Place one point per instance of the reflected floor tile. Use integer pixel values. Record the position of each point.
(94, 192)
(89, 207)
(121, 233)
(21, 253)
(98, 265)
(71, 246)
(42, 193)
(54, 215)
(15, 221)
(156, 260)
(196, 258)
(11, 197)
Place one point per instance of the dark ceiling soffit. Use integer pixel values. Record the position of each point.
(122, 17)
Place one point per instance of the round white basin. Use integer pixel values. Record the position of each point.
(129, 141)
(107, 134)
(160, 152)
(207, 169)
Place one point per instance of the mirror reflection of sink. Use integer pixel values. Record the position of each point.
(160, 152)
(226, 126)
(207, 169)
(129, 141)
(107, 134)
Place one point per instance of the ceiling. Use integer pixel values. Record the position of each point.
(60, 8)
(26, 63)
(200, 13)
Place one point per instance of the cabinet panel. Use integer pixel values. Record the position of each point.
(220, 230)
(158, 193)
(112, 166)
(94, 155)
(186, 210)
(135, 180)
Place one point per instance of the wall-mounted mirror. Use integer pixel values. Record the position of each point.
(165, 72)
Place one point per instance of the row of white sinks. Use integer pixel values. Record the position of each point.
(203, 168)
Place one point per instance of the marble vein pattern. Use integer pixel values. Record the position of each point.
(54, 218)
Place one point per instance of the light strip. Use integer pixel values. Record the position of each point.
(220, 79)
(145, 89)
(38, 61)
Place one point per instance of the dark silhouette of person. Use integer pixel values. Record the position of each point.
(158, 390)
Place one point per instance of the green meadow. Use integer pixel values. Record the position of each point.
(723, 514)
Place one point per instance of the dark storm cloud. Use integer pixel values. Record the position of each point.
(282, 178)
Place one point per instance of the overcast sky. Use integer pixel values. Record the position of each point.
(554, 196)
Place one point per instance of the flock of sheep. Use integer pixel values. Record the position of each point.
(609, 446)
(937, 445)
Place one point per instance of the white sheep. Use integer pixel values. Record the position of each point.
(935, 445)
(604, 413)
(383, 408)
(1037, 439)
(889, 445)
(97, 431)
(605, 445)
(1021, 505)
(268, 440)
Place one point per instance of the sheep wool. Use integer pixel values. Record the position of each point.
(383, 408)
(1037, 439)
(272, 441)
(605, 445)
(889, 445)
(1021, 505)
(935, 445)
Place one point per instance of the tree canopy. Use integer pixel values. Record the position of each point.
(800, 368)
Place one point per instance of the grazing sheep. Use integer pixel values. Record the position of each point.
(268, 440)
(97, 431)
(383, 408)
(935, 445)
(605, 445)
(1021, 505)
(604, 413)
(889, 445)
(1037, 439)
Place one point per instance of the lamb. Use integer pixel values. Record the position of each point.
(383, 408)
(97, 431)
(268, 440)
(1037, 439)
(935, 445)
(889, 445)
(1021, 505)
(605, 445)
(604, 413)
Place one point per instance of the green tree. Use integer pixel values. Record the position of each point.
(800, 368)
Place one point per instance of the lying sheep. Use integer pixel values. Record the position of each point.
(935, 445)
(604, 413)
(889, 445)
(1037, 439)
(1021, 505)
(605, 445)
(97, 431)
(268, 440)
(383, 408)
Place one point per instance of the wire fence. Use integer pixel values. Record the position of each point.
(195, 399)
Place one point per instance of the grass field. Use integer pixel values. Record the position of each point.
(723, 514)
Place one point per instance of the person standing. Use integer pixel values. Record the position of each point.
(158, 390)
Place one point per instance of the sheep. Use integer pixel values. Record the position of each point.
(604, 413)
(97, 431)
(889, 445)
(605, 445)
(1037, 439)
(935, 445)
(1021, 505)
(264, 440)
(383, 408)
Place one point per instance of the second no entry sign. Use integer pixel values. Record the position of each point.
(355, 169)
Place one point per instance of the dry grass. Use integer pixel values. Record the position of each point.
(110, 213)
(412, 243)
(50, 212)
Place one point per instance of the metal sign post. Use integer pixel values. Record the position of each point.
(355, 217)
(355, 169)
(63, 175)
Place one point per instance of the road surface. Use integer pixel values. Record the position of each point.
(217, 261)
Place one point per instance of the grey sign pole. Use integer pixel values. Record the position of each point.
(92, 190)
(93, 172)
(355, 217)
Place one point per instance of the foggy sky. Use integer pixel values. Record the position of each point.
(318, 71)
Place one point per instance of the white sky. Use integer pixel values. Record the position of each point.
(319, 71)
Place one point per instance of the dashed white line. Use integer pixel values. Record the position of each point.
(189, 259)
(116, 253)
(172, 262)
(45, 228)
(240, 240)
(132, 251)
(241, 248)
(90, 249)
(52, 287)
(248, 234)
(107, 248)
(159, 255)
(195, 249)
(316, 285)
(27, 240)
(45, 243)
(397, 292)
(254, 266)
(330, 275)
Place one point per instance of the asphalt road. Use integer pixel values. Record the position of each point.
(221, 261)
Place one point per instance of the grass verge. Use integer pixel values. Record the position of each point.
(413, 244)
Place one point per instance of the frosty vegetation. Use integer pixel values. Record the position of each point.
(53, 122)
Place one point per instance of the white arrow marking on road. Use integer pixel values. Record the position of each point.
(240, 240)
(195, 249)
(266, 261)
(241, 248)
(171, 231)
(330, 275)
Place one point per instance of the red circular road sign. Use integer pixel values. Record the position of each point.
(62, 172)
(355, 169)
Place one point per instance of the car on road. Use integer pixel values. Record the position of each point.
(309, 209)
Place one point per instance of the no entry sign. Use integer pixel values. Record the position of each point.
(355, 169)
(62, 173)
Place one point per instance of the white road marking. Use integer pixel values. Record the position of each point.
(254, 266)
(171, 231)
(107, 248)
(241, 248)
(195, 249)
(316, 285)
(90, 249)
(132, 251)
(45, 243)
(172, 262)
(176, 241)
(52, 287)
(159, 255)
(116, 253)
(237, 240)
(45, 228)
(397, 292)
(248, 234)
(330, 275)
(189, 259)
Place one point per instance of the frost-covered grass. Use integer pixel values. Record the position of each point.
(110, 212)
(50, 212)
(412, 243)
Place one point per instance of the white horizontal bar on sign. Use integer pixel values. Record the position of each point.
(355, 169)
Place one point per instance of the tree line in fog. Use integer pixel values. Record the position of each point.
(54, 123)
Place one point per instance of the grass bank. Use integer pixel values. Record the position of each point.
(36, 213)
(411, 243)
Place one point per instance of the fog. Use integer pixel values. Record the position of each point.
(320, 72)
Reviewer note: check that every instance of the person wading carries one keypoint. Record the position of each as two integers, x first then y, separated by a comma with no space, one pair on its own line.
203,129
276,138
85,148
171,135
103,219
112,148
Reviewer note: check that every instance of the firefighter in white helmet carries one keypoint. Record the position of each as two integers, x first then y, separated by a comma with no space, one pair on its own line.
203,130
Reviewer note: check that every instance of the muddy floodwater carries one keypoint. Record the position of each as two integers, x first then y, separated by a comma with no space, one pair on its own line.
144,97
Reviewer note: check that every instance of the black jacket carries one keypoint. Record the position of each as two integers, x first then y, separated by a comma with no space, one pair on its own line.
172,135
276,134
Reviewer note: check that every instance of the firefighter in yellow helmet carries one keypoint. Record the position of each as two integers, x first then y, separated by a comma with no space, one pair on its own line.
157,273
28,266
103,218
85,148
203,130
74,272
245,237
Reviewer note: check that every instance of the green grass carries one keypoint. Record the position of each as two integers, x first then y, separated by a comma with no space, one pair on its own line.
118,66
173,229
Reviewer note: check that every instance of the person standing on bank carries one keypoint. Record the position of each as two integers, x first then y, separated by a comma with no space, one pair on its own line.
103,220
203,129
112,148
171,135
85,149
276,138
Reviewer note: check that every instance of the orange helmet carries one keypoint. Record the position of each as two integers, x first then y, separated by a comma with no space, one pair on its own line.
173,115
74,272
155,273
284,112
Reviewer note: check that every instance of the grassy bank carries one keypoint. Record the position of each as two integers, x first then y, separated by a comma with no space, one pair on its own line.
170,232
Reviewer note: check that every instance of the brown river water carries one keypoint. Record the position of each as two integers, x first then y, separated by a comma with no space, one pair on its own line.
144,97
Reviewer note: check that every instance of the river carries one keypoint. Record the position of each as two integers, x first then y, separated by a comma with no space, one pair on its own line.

WHAT IS BEING ASKED. Rewrite the stretch from the line containing "Reviewer note: check that every instance of the grassy" through the end of the material, changing "grassy bank" to "muddy bank" and leaving everything else the same.

WRITTEN REPLY.
Reviewer note: check that every instance of the muddy bank carries one keypoint. Record the position of each as two integers, x first then y, separated by a comma with no space, one pair on its own line.
170,232
Reviewer note: check that every instance of the brown river water carries one keypoint. Record the position of each as two integers, x first then y, separated by a comma with no space, one pair on its own line.
144,97
Reviewer note: check that every instance of the river carries one keypoint. Record the position of each as two integers, x first then y, separated by a comma with no space, one pair on its own line.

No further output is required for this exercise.